MATERIAL SUPPLIED:
· · ·

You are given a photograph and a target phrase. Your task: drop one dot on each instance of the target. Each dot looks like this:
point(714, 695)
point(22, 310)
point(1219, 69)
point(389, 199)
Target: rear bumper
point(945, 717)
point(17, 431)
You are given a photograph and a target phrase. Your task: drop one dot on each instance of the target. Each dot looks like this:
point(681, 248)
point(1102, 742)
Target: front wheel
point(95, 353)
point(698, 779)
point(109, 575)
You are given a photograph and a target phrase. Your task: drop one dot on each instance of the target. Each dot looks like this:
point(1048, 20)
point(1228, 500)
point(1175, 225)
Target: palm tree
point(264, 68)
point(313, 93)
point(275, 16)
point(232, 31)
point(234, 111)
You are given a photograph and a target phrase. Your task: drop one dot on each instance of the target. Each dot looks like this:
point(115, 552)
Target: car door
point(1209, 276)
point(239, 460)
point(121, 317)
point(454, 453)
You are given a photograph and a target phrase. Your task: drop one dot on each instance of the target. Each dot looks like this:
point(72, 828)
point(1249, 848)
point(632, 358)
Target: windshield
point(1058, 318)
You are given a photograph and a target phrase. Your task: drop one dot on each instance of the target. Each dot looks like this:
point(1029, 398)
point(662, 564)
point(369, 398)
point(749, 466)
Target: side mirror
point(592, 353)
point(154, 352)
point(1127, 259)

· · ·

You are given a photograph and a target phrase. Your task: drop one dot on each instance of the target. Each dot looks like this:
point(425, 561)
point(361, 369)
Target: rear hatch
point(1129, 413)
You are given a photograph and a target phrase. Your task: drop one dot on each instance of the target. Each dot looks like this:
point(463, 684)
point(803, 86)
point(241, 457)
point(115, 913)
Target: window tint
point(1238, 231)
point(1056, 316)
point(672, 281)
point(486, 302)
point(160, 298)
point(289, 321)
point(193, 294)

· · ·

TASK STATEMENT: Collect every line of the material above that contains the word "rear", and reproduce each one in full.

FULL ANSWER:
Target: rear bumper
Target: rear hatch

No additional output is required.